» **THE DATA**
■ ■ ■ ■
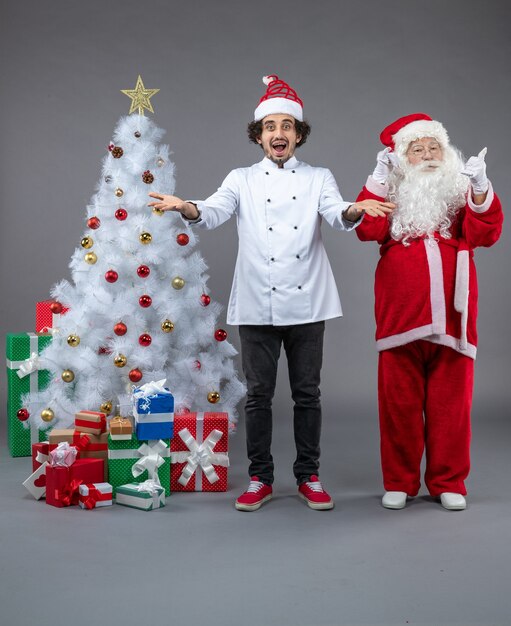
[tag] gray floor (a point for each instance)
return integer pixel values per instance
(198, 561)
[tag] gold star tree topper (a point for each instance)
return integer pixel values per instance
(140, 97)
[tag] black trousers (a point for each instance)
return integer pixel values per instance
(260, 350)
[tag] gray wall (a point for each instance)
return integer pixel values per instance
(356, 64)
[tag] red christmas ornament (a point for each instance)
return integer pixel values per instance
(56, 307)
(145, 301)
(220, 334)
(23, 415)
(143, 271)
(145, 340)
(135, 375)
(120, 329)
(111, 276)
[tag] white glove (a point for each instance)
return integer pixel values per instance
(475, 169)
(385, 161)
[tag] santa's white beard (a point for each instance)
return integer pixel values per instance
(427, 200)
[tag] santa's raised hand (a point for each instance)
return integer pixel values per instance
(475, 169)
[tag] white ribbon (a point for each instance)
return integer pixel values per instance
(201, 456)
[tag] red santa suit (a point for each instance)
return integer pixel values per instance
(426, 335)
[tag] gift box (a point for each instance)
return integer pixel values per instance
(199, 452)
(153, 409)
(45, 318)
(146, 496)
(134, 460)
(94, 495)
(90, 422)
(121, 428)
(24, 376)
(62, 483)
(95, 448)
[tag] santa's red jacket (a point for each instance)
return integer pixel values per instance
(428, 290)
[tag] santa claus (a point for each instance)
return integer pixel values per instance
(426, 304)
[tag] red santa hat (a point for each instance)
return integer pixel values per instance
(279, 98)
(400, 133)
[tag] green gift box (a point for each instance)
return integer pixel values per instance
(135, 461)
(23, 377)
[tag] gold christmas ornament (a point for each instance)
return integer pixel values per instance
(90, 258)
(73, 340)
(145, 238)
(68, 376)
(178, 282)
(47, 415)
(106, 407)
(213, 397)
(167, 326)
(140, 97)
(120, 360)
■ ■ ■ ■
Copy out each line in the preceding records that contains "gold".

» **SOLVED PROBLEM**
[tag] gold star tree topper (a point for each instance)
[tag] gold christmas ornament (a point for each instance)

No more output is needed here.